» **Written problem 1**
From the forum thread about a lamb, print verbatim the passage that begins with the words containing "## justawriter (Aug" and ends with "Saunders (Aug 22, 2014)".

» **Provided text**
#####

# Mary had a Little Lamb



## apacheebest (Aug 21, 2014)

Hi Friends,

Mary had a Little Lamb......

01)






02)





03)





Thanks for Viewing, Have a Wonderful Day 

Anil George


----------



## Keith_Reeder (Aug 21, 2014)

That's actually a kid (goat) Anil.


----------



## infared (Aug 21, 2014)

Keith_Reeder said:


> That's actually a kid (goat) Anil.



:-X  8)


----------



## bseitz234 (Aug 21, 2014)

infared said:


> Keith_Reeder said:
> 
> 
> > That's actually a kid (goat) Anil.
> ...



I don't know why but this made my morning...


----------



## apacheebest (Aug 21, 2014)

I got no sheeps to shoot , its Indian Version


----------



## justawriter (Aug 22, 2014)

Mary had a little goat
she loved when it was new
but then it chewed up Mary's shoes
and now it's vindaloo


----------



## Jim Saunders (Aug 22, 2014)

justawriter said:


> Mary had a little goat
> she loved when it was new
> but then it chewed up Mary's shoes
> and now it's vindaloo



First a solid photo, now this; what a way to start a Friday!

Jim


----------



## Bennymiata (Aug 23, 2014)

Very funny.

Mary had a little lamb
Its feet were black as soot
And everywhere that Mary went
His sooty foot he put.


----------

#####

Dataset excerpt
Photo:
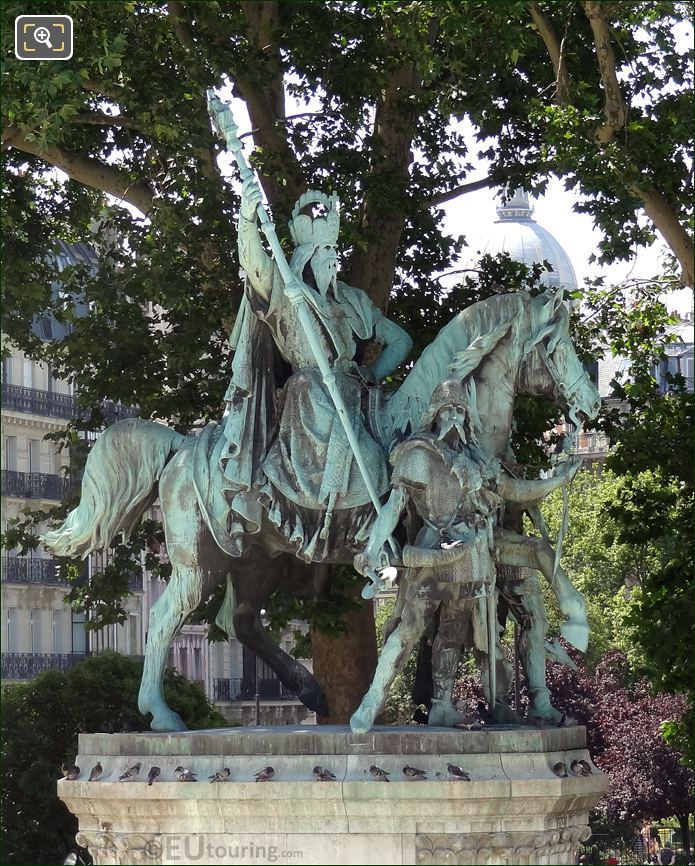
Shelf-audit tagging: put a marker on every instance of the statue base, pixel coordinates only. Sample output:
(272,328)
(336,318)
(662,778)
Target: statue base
(514,809)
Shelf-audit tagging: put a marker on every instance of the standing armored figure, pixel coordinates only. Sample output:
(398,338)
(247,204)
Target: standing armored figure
(447,485)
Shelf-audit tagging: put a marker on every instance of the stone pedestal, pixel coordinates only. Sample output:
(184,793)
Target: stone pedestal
(513,810)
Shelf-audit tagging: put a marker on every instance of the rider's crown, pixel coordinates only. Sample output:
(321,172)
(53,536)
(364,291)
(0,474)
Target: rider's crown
(307,229)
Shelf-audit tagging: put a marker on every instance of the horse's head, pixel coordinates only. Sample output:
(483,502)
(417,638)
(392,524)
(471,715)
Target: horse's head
(551,366)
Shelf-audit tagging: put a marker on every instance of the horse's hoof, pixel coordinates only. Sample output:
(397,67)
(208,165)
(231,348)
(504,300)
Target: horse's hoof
(314,699)
(503,714)
(576,633)
(361,721)
(167,722)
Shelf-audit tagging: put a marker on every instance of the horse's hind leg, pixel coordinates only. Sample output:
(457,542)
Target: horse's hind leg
(167,616)
(523,550)
(255,578)
(392,658)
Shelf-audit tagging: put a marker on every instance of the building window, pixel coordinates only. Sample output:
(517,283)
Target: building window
(34,455)
(59,632)
(35,630)
(28,373)
(10,453)
(79,634)
(12,645)
(133,642)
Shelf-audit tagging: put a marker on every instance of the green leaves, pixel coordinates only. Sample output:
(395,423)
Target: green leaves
(41,720)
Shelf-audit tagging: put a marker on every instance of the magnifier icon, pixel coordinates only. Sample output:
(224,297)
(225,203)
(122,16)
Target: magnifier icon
(43,37)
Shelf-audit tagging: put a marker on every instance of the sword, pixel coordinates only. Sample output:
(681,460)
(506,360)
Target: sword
(294,289)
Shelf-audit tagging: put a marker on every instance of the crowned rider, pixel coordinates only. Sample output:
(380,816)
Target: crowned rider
(282,433)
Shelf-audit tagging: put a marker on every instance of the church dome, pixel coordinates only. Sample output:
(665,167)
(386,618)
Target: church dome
(516,232)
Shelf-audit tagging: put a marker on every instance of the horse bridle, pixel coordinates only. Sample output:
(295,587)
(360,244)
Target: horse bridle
(568,392)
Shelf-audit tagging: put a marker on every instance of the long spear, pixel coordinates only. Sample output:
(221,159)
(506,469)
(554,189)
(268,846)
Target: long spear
(294,289)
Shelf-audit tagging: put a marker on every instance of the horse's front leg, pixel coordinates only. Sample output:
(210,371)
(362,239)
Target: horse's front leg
(254,581)
(526,551)
(392,658)
(167,616)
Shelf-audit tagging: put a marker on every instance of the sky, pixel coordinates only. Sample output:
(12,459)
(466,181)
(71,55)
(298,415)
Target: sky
(473,213)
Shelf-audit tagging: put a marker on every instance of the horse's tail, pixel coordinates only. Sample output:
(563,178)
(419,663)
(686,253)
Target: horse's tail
(117,487)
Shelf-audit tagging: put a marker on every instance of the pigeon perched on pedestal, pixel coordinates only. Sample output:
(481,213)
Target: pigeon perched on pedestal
(71,772)
(130,773)
(379,774)
(184,775)
(458,773)
(581,768)
(265,775)
(412,774)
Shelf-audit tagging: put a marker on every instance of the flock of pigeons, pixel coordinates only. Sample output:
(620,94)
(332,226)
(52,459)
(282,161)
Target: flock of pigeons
(321,774)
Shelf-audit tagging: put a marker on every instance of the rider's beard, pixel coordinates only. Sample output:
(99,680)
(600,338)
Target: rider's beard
(453,433)
(324,271)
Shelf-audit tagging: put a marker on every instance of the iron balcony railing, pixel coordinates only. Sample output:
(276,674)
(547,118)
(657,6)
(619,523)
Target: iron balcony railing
(53,405)
(34,485)
(588,443)
(237,689)
(25,666)
(20,569)
(45,572)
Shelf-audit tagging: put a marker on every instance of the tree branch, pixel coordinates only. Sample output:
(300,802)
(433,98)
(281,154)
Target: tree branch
(105,88)
(462,189)
(556,52)
(266,106)
(84,169)
(676,235)
(614,109)
(100,118)
(177,14)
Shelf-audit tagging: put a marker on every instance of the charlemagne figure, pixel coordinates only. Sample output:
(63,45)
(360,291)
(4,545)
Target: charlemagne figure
(281,432)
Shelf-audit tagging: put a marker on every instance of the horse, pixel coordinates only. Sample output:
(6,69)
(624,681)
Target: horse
(515,344)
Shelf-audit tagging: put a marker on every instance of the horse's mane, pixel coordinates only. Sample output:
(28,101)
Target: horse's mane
(485,324)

#####

» **Written problem 2**
Collect every line of the entries above that contains the string "spear", matching case exactly.

» **Task solution 1**
## justawriter (Aug 22, 2014)

Mary had a little goat
she loved when it was new
but then it chewed up Mary's shoes
and now it's vindaloo


----------



## Jim Saunders (Aug 22, 2014)

» **Task solution 2**
Shelf-audit tagging: put a marker on every instance of the long spear, pixel coordinates only. Sample output:
Target: long spear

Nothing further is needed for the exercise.